__Stated task__: Render all of the data below as a two-column CSV headed instruction and boxes. Each row pairs one line of text with the full answer that follows it, each in a single quoted field with line breaks replaced by spaces, and the pictures are omitted.

__Items__:
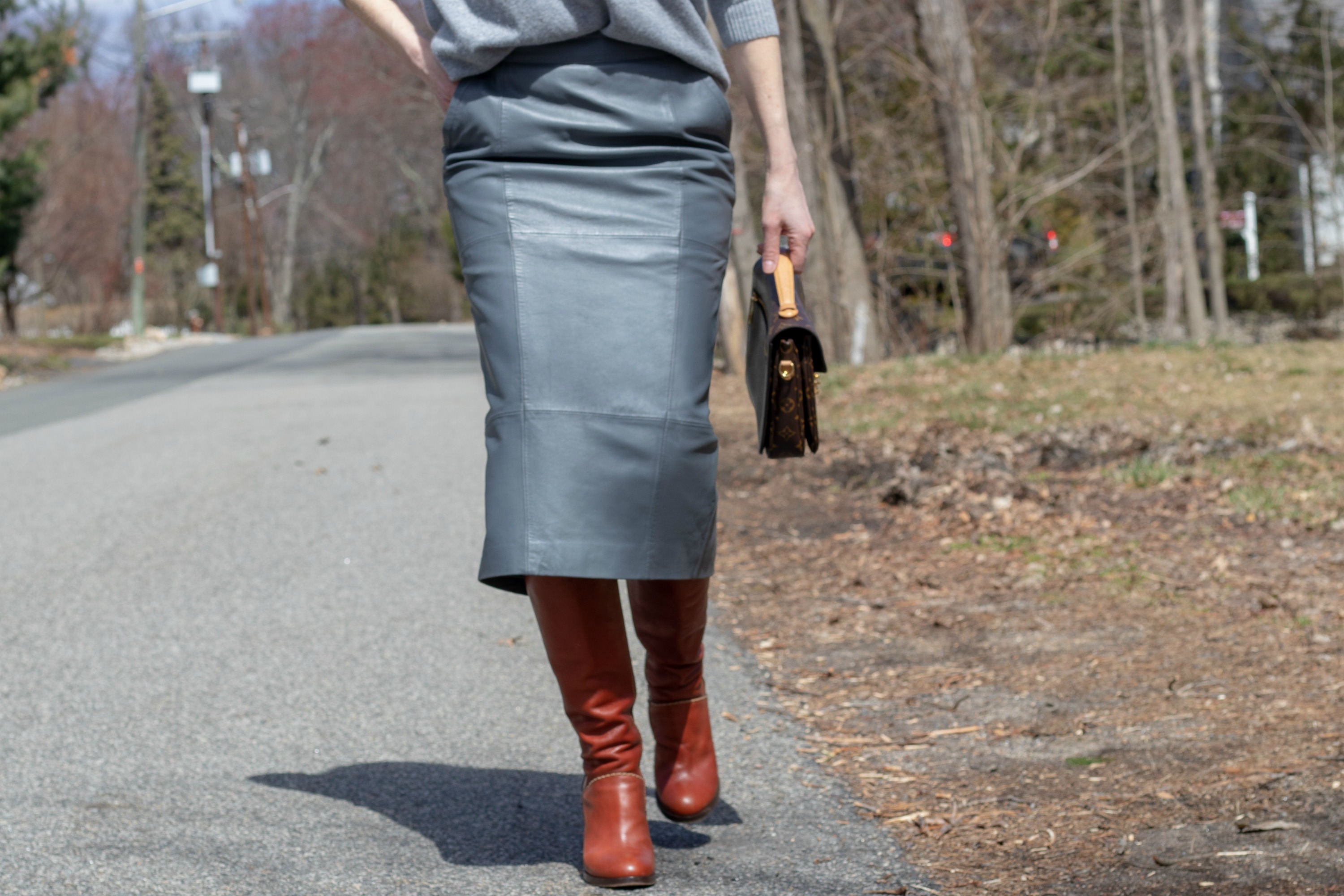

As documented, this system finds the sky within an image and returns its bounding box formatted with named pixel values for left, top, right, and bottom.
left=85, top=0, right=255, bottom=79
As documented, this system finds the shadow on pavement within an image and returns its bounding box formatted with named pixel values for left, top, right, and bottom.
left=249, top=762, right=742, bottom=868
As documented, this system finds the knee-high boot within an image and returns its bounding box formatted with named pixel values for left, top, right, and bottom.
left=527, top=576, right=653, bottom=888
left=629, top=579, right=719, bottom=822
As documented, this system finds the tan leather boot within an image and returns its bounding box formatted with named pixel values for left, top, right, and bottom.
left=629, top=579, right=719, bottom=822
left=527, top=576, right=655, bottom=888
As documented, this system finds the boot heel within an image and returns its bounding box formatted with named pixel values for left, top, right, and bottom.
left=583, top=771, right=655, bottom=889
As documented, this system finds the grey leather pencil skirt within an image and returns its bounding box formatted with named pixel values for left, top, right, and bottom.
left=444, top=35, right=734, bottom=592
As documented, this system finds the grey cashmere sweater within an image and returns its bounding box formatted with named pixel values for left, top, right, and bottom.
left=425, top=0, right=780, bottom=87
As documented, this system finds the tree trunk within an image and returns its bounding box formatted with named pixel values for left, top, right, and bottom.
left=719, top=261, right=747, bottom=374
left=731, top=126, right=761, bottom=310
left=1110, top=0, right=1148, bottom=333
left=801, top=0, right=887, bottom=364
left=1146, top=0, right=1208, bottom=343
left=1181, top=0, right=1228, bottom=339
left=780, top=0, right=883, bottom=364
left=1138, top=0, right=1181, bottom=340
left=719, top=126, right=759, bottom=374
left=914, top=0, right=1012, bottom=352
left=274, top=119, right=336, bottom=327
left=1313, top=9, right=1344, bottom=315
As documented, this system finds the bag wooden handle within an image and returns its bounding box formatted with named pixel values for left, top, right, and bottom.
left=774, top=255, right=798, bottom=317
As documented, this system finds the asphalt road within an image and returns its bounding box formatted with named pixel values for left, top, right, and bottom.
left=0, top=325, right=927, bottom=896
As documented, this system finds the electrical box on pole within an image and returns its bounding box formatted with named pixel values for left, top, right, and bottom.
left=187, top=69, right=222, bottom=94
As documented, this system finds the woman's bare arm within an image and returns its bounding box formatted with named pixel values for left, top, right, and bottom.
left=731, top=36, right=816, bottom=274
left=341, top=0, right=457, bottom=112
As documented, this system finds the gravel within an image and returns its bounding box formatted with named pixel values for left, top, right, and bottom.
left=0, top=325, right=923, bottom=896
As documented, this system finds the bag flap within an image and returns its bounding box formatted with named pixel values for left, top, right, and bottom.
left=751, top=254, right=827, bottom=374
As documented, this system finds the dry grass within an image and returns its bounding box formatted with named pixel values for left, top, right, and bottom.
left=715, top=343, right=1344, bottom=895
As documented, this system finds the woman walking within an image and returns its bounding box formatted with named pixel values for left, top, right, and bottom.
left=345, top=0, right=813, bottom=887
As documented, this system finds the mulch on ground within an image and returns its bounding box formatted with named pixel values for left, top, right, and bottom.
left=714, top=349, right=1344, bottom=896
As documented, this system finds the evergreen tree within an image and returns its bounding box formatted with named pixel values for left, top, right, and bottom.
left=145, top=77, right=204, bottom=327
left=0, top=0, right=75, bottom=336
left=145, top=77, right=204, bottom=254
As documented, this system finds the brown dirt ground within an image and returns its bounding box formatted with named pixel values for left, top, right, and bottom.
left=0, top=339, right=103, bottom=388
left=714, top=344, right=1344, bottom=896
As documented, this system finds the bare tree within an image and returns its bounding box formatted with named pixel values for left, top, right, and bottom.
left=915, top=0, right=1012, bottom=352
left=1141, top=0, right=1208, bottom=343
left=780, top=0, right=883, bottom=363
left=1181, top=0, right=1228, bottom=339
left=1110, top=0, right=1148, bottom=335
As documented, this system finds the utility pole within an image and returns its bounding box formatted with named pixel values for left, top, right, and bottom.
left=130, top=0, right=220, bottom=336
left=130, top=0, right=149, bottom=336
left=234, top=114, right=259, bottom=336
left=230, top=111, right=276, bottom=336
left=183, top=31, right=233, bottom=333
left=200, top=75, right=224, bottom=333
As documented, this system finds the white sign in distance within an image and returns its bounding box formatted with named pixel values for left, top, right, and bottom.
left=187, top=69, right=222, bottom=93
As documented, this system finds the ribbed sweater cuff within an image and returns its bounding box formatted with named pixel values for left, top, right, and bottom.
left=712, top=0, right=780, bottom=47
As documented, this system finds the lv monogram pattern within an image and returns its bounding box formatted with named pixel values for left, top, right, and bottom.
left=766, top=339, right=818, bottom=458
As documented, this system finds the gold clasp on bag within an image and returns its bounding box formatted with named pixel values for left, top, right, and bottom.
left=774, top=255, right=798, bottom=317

__Final result__:
instruction,boxes
"As documented, this system finds the sky within an image and returns its bounding box formatted with named pixel values for left, top, right, and bottom.","left=85, top=0, right=255, bottom=79"
"As documented, this system finds the shadow on pavement within an image and returns its bounding box formatted with named pixel values for left, top, right, and bottom.","left=249, top=762, right=742, bottom=868"
"As documented, this system finds the knee-high boot within an image and returns its bounding box formatted with named pixel values for left, top, right, and bottom.","left=527, top=576, right=653, bottom=888 left=629, top=579, right=719, bottom=822"
"As documented, this system finds the tan leather boot within an image and returns its bounding box formatted with named pixel values for left, top, right, and bottom.","left=629, top=579, right=719, bottom=822 left=527, top=576, right=655, bottom=888"
"As documented, this system finds the boot heel within an image and returns its bounding box formatted with named pixel values for left, top, right, and bottom.","left=583, top=771, right=655, bottom=889"
"As documented, this system finds the grey leather pencil skirt within an image and returns its bounding box formatted with named pixel values for left, top, right, and bottom.","left=444, top=35, right=734, bottom=592"
"As documented, this system finds the grey cashmere sweater within an image and returns its bounding box formatted with named pixel values for left, top, right, and bottom.","left=425, top=0, right=780, bottom=87"
"As documented, this system finds the tree trunk within an image and returns its bounding box formatted with named pixel values for left, top, right, and bottom.","left=719, top=261, right=747, bottom=374 left=731, top=126, right=761, bottom=310 left=1110, top=0, right=1148, bottom=333 left=801, top=0, right=887, bottom=364 left=1146, top=0, right=1208, bottom=343 left=1181, top=0, right=1228, bottom=339 left=780, top=0, right=883, bottom=364 left=1138, top=0, right=1181, bottom=340 left=719, top=126, right=759, bottom=374 left=914, top=0, right=1012, bottom=352 left=274, top=119, right=336, bottom=327 left=1313, top=9, right=1344, bottom=315"
"As documented, this system finds the bag wooden handle within an image and returns its bounding box formatted with named pixel values for left, top, right, and bottom.","left=774, top=255, right=798, bottom=317"
"As documented, this system finds the asphalt road within an image and returns its bounding box formatted with named pixel values for left, top, right, and bottom.","left=0, top=325, right=927, bottom=896"
"As documented, this system finds the electrical box on pole within an image and returns its bounding box formatted with named pixel values for left, top, right, and bottom.","left=187, top=69, right=222, bottom=94"
"As documented, this system finds the woman's bare arm within an image and returns its bounding box formatted with named pixel values for left, top, right, and bottom.","left=731, top=36, right=816, bottom=274 left=341, top=0, right=457, bottom=112"
"As documented, this system finds the gravel within an image and returns its bounding box formatted with named pixel values for left, top, right, and bottom.","left=0, top=325, right=923, bottom=896"
"As documented, this system finds the bag flap within an image and returns its bounding box formatted with named pixel values for left, top, right, and bottom.","left=751, top=254, right=827, bottom=374"
"As documented, this system finds the dry grass within an image and returns its bounding box formatted with named pixel values for left, top, right, and bottom.","left=715, top=343, right=1344, bottom=895"
"As documented, this system finds the woman walking within an image and returns its bounding box formatted with named pixel values for left, top, right, and bottom.","left=345, top=0, right=813, bottom=887"
"As documented, this system finds the mulch on ground within an image and returns its bounding box formatted with named pixel values for left, top, right, and bottom.","left=714, top=349, right=1344, bottom=896"
"As documented, this system finds the evergreen tree within an image and returns its bounding box formatted with named pixel values for left, top, right, and bottom.","left=145, top=77, right=204, bottom=327 left=0, top=0, right=75, bottom=336 left=145, top=77, right=204, bottom=254"
"As documented, this system finds the brown dirt ground within an image and returns its bounding box formatted with named pixel values for left, top, right, and bottom.","left=0, top=339, right=103, bottom=388 left=714, top=344, right=1344, bottom=896"
"As documented, this system finds the bare tree within an image and returns its bounding box formatted with named pixel values for left, top, right, and bottom.","left=915, top=0, right=1012, bottom=352 left=1141, top=0, right=1208, bottom=343 left=780, top=0, right=883, bottom=363 left=1181, top=0, right=1228, bottom=339 left=1110, top=0, right=1148, bottom=335"
"As documented, this system finds the utility pole within an image and returns its bounding box formatted with named pixel values for left, top, right, and bottom.","left=130, top=0, right=220, bottom=336 left=130, top=0, right=149, bottom=336 left=234, top=114, right=259, bottom=336 left=230, top=111, right=276, bottom=336 left=183, top=31, right=233, bottom=333 left=200, top=75, right=224, bottom=333"
"As documented, this system finds the white sign in distance within an image and returns its bounding box formatted with named pixel values for left, top, right, and bottom.","left=187, top=69, right=222, bottom=93"
"As documented, this system finds the ribbed sweater cuff within an image and returns its bounding box formatted with named pixel values for left, top, right, and bottom.","left=712, top=0, right=780, bottom=47"
"As documented, this system finds the lv monogram pattern within an image and returns its bounding box formatted with named pixel values for left, top, right, and bottom.","left=766, top=339, right=818, bottom=458"
"As documented, this system finds the gold clasp on bag within an image and returns its bounding box formatted with named pixel values for left, top, right, and bottom.","left=774, top=255, right=798, bottom=317"